--- Stated goal ---
Gather every line in the entries below that contains the string "metal". Case counts.

--- Dataset records ---
********************

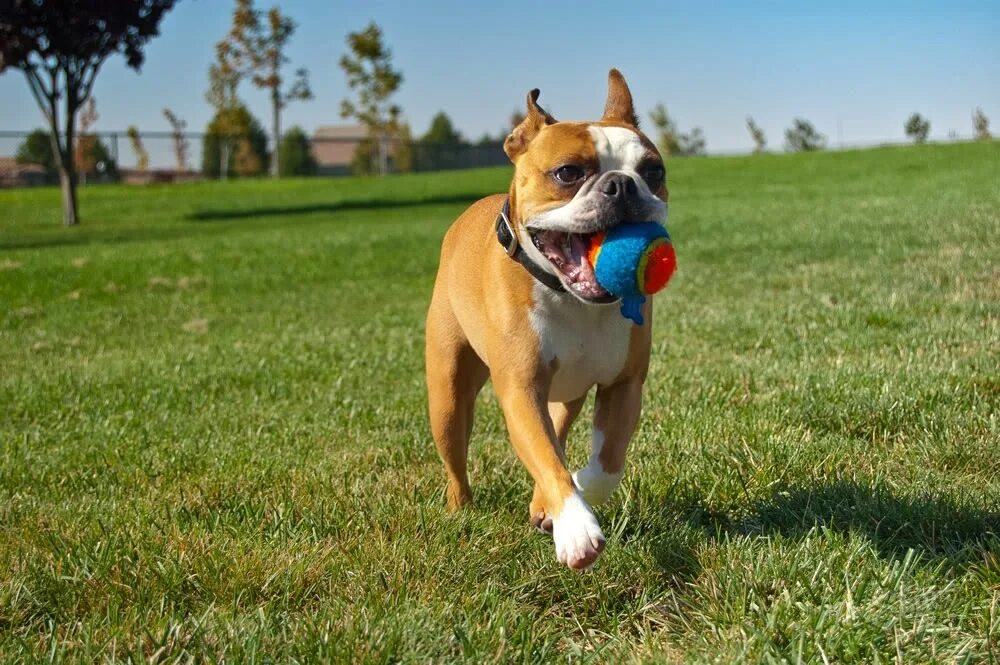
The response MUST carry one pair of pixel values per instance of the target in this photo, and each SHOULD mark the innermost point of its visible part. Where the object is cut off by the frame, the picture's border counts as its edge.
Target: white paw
(595, 484)
(577, 534)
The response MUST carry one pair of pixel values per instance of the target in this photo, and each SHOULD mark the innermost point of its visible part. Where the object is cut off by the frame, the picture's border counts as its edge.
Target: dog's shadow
(952, 530)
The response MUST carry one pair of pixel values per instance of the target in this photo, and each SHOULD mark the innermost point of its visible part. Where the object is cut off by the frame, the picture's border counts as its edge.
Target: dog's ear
(619, 107)
(521, 136)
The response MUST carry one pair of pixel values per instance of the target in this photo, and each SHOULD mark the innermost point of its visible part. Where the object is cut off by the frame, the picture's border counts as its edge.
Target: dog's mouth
(567, 252)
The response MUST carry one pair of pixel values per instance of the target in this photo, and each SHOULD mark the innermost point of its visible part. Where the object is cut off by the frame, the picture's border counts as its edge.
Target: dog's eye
(568, 174)
(654, 176)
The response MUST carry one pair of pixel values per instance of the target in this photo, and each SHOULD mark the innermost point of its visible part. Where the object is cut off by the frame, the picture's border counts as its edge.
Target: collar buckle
(512, 243)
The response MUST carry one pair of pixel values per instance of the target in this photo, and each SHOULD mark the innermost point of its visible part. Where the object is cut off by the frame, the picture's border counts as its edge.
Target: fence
(115, 156)
(118, 158)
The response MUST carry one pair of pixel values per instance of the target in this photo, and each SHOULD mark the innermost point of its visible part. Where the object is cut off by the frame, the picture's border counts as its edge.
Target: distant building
(13, 174)
(333, 147)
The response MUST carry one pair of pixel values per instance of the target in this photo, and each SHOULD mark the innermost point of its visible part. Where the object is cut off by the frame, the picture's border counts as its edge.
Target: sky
(856, 70)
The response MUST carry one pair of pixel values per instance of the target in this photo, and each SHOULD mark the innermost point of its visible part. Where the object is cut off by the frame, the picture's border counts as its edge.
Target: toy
(631, 261)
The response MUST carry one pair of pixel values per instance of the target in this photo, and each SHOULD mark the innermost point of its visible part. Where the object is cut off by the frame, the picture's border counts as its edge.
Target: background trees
(37, 149)
(295, 156)
(669, 138)
(917, 128)
(803, 137)
(256, 48)
(60, 47)
(246, 139)
(758, 136)
(981, 125)
(439, 149)
(368, 66)
(177, 127)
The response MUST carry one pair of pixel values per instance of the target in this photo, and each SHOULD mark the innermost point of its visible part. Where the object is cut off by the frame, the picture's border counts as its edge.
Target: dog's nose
(618, 186)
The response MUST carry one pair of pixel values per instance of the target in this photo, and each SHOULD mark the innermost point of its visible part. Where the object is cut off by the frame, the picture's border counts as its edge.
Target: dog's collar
(507, 237)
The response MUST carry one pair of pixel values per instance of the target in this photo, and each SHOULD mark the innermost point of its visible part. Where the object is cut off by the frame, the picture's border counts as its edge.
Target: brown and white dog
(528, 313)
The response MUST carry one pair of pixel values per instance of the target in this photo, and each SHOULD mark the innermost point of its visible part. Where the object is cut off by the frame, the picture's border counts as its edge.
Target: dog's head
(575, 179)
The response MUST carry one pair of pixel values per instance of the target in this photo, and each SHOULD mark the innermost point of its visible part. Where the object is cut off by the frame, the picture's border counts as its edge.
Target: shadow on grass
(937, 528)
(232, 214)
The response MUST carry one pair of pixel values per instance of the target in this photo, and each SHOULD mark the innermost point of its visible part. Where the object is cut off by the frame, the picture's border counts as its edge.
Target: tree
(37, 149)
(693, 143)
(235, 127)
(295, 155)
(666, 130)
(85, 152)
(369, 72)
(441, 131)
(757, 134)
(60, 46)
(803, 137)
(981, 124)
(177, 127)
(402, 149)
(917, 128)
(258, 51)
(223, 81)
(141, 156)
(440, 147)
(516, 118)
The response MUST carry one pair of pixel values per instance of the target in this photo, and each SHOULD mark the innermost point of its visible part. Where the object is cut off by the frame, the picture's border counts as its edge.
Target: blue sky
(855, 69)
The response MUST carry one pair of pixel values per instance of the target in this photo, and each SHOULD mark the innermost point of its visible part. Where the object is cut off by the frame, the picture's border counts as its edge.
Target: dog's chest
(589, 343)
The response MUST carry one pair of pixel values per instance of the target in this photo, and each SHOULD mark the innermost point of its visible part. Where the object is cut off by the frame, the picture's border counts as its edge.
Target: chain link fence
(163, 157)
(158, 157)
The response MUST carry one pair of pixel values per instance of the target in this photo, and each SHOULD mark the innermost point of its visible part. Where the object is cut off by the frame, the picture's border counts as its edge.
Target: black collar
(507, 238)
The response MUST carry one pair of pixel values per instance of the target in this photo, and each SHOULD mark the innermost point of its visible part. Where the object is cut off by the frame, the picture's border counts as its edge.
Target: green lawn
(213, 439)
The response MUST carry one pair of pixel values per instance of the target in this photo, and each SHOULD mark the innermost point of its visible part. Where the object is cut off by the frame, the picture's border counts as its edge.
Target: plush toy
(631, 261)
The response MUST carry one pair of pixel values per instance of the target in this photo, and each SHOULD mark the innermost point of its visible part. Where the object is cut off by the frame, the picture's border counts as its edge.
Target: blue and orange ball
(632, 261)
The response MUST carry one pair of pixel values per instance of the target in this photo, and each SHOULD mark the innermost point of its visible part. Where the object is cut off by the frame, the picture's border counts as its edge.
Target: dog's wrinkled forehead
(619, 148)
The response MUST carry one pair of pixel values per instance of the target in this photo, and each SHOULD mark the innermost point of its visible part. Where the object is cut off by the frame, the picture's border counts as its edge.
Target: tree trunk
(65, 165)
(276, 131)
(66, 182)
(224, 158)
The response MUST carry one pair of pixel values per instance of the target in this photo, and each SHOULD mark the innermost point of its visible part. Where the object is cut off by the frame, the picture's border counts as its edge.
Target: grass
(213, 441)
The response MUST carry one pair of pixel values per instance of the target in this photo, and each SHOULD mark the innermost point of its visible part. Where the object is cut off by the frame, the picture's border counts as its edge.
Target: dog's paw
(577, 535)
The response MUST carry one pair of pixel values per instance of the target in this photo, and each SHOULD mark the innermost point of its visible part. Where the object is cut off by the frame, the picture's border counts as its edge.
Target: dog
(516, 301)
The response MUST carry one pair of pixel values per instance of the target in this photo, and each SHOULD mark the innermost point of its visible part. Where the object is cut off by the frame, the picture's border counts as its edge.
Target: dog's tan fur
(483, 323)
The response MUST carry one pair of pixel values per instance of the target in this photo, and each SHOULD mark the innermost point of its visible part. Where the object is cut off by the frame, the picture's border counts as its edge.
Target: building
(333, 147)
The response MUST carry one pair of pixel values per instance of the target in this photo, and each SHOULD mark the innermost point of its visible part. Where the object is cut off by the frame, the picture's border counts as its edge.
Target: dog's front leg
(616, 414)
(577, 535)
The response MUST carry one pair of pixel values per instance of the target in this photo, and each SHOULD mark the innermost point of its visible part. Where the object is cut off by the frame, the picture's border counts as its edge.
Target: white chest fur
(588, 342)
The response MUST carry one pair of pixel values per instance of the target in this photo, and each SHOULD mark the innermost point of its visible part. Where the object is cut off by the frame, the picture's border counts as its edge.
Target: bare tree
(803, 137)
(258, 51)
(917, 128)
(757, 134)
(369, 72)
(60, 47)
(981, 124)
(141, 156)
(84, 153)
(666, 130)
(223, 81)
(177, 127)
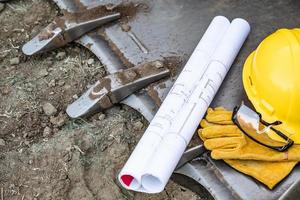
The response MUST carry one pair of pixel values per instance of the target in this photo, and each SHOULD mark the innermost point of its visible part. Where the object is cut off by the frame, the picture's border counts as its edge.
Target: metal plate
(171, 29)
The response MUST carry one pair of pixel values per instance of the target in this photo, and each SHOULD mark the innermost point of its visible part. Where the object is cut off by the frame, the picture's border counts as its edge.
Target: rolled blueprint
(170, 150)
(130, 175)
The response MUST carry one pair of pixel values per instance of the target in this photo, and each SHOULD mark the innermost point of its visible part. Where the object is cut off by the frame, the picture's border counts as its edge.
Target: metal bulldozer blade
(171, 29)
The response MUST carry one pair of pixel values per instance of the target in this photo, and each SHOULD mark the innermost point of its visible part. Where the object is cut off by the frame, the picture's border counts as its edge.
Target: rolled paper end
(127, 179)
(153, 183)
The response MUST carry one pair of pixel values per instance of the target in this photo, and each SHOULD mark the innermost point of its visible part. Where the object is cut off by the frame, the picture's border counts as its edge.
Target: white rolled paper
(131, 174)
(170, 150)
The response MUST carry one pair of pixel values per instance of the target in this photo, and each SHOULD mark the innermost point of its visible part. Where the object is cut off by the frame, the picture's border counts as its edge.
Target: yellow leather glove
(269, 173)
(226, 141)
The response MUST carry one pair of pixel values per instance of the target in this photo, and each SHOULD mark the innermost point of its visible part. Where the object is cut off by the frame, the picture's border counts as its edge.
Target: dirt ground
(43, 153)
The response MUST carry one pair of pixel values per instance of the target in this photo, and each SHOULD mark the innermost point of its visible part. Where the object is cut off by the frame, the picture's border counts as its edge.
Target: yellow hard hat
(271, 78)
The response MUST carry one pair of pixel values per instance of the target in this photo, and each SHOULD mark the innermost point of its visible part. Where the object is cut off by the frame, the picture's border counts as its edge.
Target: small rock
(52, 83)
(59, 120)
(47, 131)
(49, 109)
(14, 61)
(101, 117)
(125, 27)
(2, 142)
(29, 89)
(90, 61)
(26, 142)
(61, 83)
(43, 73)
(158, 64)
(2, 6)
(138, 126)
(60, 55)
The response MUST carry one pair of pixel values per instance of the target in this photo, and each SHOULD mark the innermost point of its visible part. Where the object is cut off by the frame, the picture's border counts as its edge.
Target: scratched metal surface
(173, 28)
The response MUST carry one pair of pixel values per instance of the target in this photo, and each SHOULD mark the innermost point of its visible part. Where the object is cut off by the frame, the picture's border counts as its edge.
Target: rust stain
(139, 71)
(127, 11)
(115, 49)
(154, 95)
(104, 83)
(174, 64)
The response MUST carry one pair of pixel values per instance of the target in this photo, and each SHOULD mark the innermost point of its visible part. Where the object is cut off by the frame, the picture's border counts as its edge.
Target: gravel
(15, 61)
(49, 109)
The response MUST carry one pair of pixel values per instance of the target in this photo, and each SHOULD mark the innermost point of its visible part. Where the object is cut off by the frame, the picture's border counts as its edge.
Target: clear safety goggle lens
(251, 124)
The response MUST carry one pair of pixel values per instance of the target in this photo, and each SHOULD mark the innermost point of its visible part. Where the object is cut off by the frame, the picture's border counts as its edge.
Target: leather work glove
(226, 140)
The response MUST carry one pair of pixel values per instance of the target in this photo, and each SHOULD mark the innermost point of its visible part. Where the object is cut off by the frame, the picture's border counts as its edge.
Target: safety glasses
(252, 125)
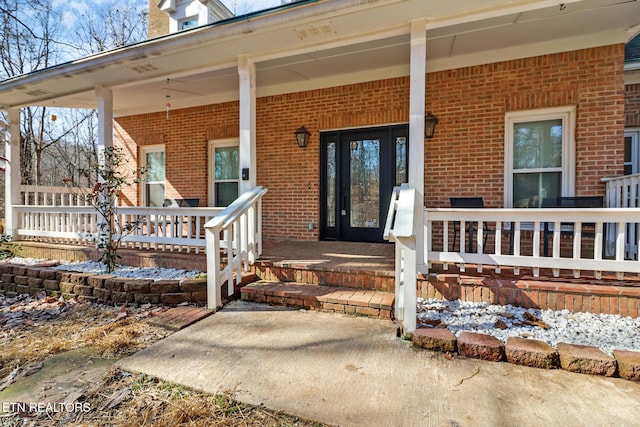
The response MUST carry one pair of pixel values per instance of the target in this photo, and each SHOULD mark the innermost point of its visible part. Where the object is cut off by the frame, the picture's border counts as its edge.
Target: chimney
(158, 20)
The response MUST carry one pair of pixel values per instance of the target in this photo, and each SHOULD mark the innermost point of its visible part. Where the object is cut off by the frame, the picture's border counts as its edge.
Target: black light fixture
(302, 136)
(430, 122)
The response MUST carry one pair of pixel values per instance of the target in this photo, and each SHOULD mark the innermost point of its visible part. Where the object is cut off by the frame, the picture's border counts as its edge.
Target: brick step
(318, 297)
(533, 353)
(578, 295)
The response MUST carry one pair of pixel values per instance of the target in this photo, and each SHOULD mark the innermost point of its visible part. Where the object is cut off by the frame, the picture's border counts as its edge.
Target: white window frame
(568, 116)
(634, 134)
(220, 143)
(146, 149)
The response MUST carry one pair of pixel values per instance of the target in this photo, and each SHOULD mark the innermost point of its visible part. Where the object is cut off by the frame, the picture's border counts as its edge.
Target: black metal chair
(569, 203)
(468, 203)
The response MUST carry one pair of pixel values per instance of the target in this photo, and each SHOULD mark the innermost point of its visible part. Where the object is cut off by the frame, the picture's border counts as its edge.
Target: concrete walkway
(352, 371)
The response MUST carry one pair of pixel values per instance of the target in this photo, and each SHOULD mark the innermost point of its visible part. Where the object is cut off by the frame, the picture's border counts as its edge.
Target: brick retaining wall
(100, 288)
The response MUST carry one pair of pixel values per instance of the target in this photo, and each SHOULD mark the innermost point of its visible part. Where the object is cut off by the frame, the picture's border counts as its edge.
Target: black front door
(358, 171)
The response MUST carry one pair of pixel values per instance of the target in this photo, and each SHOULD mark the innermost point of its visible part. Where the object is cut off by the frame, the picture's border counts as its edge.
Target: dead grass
(120, 399)
(154, 403)
(83, 326)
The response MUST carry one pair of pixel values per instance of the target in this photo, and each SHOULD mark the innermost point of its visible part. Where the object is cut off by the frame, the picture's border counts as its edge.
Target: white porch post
(416, 126)
(105, 117)
(12, 173)
(247, 73)
(414, 256)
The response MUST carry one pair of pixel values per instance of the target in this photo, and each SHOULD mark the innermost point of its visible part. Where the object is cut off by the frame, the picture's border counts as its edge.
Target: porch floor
(370, 267)
(331, 256)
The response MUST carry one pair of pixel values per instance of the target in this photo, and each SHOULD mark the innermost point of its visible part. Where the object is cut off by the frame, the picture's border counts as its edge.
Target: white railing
(180, 229)
(237, 230)
(34, 195)
(399, 229)
(624, 192)
(598, 231)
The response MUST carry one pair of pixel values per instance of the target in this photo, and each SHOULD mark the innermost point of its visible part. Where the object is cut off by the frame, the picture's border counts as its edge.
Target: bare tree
(105, 28)
(32, 38)
(28, 31)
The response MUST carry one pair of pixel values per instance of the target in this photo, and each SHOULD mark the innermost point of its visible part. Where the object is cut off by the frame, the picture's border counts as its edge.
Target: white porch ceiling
(320, 44)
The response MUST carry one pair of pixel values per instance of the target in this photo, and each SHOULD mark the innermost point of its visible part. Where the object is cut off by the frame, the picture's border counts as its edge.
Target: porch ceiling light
(430, 122)
(302, 136)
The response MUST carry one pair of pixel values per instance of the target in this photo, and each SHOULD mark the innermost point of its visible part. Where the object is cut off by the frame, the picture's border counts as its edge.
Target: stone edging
(533, 353)
(99, 288)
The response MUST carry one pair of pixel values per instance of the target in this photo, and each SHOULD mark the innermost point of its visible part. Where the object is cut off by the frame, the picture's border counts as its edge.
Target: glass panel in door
(365, 183)
(227, 160)
(155, 182)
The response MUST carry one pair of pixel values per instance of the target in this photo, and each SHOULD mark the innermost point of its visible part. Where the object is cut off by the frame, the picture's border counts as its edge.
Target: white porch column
(247, 73)
(416, 127)
(105, 117)
(12, 179)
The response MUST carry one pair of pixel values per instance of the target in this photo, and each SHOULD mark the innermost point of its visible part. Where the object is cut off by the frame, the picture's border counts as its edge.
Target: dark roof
(632, 50)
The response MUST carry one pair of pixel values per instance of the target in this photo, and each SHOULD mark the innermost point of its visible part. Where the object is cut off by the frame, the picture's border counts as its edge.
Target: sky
(74, 8)
(240, 7)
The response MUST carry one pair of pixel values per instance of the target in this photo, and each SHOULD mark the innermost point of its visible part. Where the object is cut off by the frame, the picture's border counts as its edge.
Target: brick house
(533, 101)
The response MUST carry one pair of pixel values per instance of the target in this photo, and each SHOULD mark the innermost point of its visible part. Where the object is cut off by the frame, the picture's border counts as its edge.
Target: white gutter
(199, 35)
(238, 27)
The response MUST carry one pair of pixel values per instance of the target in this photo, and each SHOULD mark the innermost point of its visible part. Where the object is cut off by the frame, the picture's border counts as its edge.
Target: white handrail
(525, 229)
(239, 226)
(156, 227)
(399, 229)
(36, 195)
(624, 192)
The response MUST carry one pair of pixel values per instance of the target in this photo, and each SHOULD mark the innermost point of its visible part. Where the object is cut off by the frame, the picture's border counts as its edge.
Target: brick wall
(292, 174)
(466, 157)
(185, 145)
(632, 105)
(158, 21)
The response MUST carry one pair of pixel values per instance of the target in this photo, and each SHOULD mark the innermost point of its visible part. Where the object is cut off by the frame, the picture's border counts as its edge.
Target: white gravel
(606, 331)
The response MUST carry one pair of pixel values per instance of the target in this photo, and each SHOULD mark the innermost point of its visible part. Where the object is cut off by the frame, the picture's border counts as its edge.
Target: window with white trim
(224, 158)
(186, 23)
(153, 161)
(539, 155)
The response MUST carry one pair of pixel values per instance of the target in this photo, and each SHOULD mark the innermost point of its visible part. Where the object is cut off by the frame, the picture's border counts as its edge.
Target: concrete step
(318, 297)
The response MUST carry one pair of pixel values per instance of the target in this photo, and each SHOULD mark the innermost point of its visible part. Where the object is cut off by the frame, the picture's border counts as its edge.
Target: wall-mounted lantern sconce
(302, 136)
(430, 122)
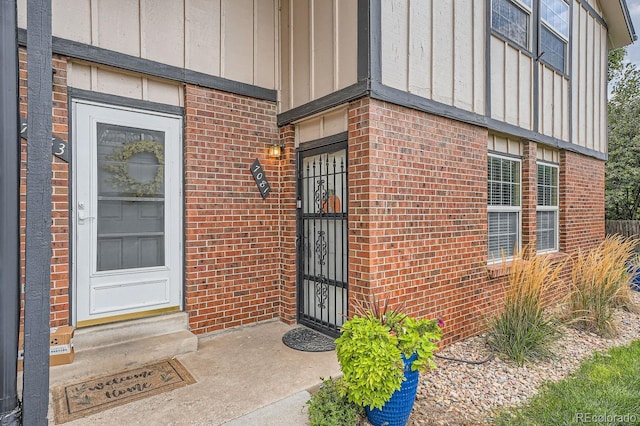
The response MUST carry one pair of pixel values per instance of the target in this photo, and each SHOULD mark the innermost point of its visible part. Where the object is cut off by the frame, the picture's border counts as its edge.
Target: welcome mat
(97, 394)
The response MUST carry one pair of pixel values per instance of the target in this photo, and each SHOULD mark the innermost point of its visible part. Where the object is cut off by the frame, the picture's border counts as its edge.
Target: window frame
(556, 208)
(505, 209)
(526, 9)
(554, 32)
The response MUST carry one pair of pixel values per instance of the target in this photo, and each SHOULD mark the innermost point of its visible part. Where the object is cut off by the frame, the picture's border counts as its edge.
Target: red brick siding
(418, 214)
(581, 202)
(232, 265)
(287, 194)
(60, 313)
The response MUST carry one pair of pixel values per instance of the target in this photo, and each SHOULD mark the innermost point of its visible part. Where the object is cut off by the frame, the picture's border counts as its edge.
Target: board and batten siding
(511, 84)
(589, 80)
(233, 39)
(435, 49)
(319, 49)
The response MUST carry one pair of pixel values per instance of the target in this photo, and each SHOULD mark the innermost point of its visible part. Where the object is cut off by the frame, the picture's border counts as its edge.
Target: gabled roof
(621, 31)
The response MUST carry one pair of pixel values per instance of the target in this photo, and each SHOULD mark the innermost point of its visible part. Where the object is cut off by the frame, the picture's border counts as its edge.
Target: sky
(633, 51)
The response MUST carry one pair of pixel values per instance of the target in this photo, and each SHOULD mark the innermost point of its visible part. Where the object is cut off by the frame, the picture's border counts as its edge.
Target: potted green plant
(381, 352)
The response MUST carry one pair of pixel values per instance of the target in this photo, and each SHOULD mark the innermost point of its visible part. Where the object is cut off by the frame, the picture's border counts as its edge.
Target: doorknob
(82, 214)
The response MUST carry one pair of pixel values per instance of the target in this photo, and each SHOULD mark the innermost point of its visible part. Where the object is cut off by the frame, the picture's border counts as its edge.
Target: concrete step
(121, 332)
(115, 347)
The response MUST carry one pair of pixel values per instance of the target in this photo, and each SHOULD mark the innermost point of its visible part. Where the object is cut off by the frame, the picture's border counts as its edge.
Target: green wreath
(120, 177)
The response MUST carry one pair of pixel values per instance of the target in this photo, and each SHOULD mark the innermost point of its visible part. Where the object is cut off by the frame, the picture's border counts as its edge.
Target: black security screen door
(322, 238)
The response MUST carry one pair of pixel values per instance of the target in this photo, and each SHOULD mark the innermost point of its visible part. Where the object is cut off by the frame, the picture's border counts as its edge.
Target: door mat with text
(97, 394)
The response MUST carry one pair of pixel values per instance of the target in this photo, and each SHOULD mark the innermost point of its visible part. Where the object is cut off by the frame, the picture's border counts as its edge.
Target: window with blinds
(504, 206)
(547, 208)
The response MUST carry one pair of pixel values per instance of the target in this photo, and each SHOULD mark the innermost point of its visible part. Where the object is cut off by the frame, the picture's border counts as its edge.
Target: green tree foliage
(622, 185)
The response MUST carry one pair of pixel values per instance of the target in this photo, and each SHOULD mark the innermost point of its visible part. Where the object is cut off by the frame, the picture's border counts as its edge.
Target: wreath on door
(122, 180)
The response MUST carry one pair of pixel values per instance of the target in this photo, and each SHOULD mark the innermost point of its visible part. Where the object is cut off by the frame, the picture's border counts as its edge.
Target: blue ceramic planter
(397, 410)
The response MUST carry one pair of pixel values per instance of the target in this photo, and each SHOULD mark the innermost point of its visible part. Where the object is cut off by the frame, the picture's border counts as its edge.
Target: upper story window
(554, 33)
(504, 207)
(511, 18)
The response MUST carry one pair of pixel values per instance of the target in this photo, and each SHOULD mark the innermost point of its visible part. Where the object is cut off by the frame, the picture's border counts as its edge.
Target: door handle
(82, 216)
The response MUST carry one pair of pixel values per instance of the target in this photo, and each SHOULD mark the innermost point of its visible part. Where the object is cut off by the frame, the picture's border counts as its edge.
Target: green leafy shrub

********************

--- Problem solution ---
Target: metal plate
Target: metal bulldozer blade
Target: scratched metal surface
Target: black metal chair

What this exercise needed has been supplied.